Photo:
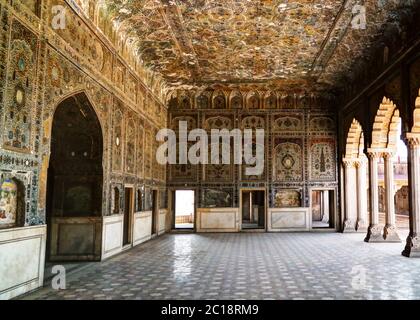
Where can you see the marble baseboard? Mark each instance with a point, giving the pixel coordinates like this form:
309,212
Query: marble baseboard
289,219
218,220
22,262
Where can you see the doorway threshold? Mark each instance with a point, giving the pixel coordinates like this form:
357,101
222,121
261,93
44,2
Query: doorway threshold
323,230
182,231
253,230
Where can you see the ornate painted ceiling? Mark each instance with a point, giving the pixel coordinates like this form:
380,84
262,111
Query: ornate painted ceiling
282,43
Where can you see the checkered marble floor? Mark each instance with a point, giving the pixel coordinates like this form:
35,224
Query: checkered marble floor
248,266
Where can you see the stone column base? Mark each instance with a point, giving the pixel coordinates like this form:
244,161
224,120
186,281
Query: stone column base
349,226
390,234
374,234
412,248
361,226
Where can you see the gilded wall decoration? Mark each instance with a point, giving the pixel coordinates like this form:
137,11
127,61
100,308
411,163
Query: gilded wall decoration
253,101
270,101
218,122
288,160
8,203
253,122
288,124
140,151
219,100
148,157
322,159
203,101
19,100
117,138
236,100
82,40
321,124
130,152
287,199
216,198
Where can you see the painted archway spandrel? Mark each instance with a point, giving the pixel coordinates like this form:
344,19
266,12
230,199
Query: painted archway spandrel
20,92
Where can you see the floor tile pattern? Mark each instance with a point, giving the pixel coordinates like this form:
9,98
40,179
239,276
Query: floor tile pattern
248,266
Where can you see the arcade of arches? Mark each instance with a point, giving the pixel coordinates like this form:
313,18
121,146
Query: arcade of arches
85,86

...

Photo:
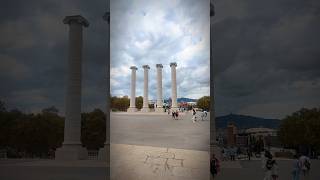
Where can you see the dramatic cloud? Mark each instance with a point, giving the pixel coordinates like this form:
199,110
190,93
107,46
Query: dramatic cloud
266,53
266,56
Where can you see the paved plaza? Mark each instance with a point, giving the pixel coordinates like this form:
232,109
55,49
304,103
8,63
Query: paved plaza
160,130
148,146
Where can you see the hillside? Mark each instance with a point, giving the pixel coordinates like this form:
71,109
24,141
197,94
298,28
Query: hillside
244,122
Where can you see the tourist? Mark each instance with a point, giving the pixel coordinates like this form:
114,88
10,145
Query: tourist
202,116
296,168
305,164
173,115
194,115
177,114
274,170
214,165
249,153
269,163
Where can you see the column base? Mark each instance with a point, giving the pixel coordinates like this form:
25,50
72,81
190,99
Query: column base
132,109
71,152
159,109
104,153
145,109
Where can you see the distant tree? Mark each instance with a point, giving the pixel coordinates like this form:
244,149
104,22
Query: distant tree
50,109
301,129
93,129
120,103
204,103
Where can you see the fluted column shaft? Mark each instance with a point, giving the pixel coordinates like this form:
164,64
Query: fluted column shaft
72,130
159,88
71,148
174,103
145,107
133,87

## Written task
Count the lines of the material above that contain the string "gilded", treating uppercase and lowercase letters as distinct. Give only the number.

## Written response
2